# Exercise goal
Please copy each of the rows below word for word, leaving out the pictures.

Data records
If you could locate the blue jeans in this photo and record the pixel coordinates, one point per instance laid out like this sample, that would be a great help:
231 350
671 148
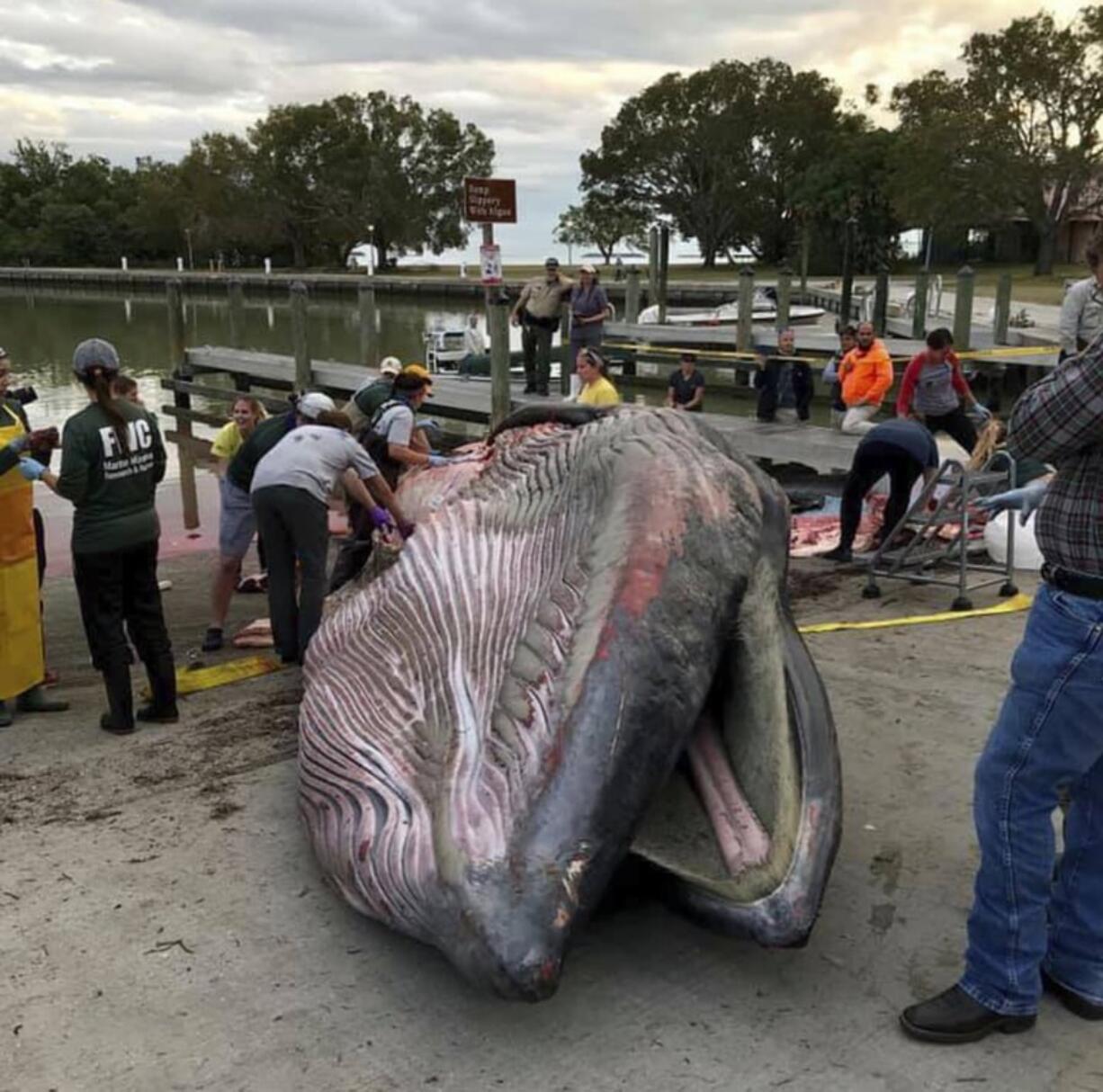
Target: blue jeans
1049 736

# The completed task
If you could locate the blue jeans in this photo and record the pixel coordinates, one point per instance laid out like this sample, that would be a great help:
231 350
671 148
Target: blue jeans
1049 736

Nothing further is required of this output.